> _EXTRAIT DU TEXTE_:
==*==
Appuyée par des amis influents de son père, Lamb se lance dans une campagne assidue pour obtenir le titre convoité d’artiste de guerre officiel. Lors de son séjour à Toronto, elle reprend contact avec A. Y. Jackson, qui s’intéresse à son journal de guerre et en apprécie le point de vue féminin. Comme il fait partie des conseillers du Comité de sélection des artistes de guerre canadiens, son appui est décisif pour la réussite du projet. Jackson la présente également à Charles Comfort (1900-1994), Frances Loring (1887-1968) et Florence Wyle (1881-1968). H. O. McCurry (1889–1964), un autre ami de son père, est directeur de la Galerie nationale du Canada (aujourd’hui le Musée des beaux-arts du Canada) et président du Comité de sélection. Sur les conseils de Jackson, Lamb se rend à Ottawa pour le rencontrer et lui montrer ses dessins. Après ce premier entretien, elle le bombarde de lettres et multiplie les visites, allant même une fois jusqu’à faire le trajet en autostop. Pour l’aider à se procurer des fournitures d’art, McCurry lui donne l’autorisation de les acheter à la Galerie nationale, au tarif scolaire réduit.
Pendant l’été 1943, Lamb est réaffectée à Ottawa, où elle a pour tâche d’illustrer le travail quotidien des bureaux de la formation aux métiers et de documenter les activités de ses collègues du CWAC dans ses temps libres. Comme elle le note dans ses mémoires : « Je n’arrêtais pas de dessiner. Les CWAC à la salle de bain, à la cantine, à la parade, ou autre. » Elle est ensuite envoyée à l’École des métiers de l’Armée canadienne à Hamilton, en Ontario, où elle conçoit des affiches et des cartes de Noël.
Le succès artistique de Lamb se révèle en dehors de l’armée : toujours à l’été 1943, la Art Gallery of Toronto (aujourd’hui la Art Gallery of Ontario) achète trois de ses dessins du CWAC et, en août, le magazine New World en publie six autres, faisant l’éloge de l’esprit et des pouvoirs d’observation qui caractérisent son travail. En mars 1944, le tableau Meal Parade, Hamilton Trades School (Défilé à l’heure du repas, école des métiers de Hamilton), s.d., remporte le deuxième prix ex æquo à l’Exposition d’art de l’Armée canadienne tenue à la Galerie nationale — concours dont les plus hauts honneurs sont décernés au futur mari de Lamb, Bruno Bobak (alors outre-mer).
==*==
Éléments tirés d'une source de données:

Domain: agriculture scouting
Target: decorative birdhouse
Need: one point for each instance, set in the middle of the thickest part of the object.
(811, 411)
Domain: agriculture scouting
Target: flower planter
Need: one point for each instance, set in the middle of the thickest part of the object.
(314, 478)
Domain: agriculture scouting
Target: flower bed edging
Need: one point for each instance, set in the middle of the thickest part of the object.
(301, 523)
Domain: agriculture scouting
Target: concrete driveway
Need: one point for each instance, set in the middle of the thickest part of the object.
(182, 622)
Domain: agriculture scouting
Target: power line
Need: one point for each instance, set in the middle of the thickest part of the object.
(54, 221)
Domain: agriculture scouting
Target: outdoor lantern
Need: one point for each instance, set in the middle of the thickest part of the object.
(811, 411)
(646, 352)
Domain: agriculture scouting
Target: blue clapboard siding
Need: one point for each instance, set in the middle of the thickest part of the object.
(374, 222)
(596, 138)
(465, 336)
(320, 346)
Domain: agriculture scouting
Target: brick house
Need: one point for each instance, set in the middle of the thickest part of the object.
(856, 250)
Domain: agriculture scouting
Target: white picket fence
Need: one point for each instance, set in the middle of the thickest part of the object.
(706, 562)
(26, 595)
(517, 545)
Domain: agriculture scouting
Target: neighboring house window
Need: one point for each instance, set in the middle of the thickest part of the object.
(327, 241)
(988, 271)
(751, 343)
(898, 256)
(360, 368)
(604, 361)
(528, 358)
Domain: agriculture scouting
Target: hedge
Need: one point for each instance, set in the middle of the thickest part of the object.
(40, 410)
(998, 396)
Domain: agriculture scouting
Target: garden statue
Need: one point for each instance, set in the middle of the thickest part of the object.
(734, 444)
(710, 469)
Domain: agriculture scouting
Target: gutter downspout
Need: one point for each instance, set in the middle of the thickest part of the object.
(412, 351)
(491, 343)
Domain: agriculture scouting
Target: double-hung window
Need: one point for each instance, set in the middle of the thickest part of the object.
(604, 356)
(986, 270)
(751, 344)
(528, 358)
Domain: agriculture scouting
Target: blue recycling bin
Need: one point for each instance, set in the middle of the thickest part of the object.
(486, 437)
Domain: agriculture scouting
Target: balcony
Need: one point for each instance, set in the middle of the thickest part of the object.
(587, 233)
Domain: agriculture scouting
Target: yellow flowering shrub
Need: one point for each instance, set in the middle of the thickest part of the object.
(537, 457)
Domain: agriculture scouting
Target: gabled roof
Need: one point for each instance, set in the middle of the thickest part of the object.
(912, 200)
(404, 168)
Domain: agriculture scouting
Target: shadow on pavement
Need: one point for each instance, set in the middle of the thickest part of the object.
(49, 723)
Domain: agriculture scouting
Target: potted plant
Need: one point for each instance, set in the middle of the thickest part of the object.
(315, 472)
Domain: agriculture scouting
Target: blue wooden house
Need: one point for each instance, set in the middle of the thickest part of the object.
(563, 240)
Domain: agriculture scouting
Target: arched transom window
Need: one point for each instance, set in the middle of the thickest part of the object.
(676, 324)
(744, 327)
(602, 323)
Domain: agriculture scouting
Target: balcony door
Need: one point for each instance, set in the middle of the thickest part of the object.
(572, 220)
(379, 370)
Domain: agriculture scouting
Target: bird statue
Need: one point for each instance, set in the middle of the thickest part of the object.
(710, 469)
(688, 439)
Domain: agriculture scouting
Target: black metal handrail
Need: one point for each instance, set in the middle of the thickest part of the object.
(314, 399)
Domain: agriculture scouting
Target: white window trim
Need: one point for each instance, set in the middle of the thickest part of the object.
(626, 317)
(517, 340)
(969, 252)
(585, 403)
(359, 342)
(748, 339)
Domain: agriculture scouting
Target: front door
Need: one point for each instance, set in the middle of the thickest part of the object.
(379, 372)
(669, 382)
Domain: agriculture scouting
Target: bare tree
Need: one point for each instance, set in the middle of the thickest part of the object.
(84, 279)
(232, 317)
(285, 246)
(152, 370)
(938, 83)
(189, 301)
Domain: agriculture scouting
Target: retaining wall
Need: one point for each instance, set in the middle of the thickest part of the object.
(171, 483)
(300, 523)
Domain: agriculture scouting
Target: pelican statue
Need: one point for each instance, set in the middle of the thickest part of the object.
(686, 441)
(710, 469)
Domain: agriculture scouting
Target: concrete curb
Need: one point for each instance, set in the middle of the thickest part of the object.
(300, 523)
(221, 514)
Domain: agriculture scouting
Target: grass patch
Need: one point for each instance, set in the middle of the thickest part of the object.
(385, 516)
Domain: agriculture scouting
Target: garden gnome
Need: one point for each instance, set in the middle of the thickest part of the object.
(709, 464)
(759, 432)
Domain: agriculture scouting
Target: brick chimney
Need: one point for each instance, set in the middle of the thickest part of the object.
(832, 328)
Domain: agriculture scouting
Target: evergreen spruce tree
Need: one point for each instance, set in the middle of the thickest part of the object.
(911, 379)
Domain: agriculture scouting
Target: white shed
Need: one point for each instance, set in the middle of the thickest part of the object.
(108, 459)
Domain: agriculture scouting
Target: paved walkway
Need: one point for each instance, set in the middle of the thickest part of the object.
==*==
> _CONSIGNE DE TRAVAIL_: Reprenez mot pour mot, dans l'extrait sur Lamb, tout le passage allant de « Pendant l’été 1943, Lamb » jusqu'à « cartes de Noël. ». Cette liste provient d'une autre source que l'extrait.

> _RÉSULTAT OBTENU_:
Pendant l’été 1943, Lamb est réaffectée à Ottawa, où elle a pour tâche d’illustrer le travail quotidien des bureaux de la formation aux métiers et de documenter les activités de ses collègues du CWAC dans ses temps libres. Comme elle le note dans ses mémoires : « Je n’arrêtais pas de dessiner. Les CWAC à la salle de bain, à la cantine, à la parade, ou autre. » Elle est ensuite envoyée à l’École des métiers de l’Armée canadienne à Hamilton, en Ontario, où elle conçoit des affiches et des cartes de Noël.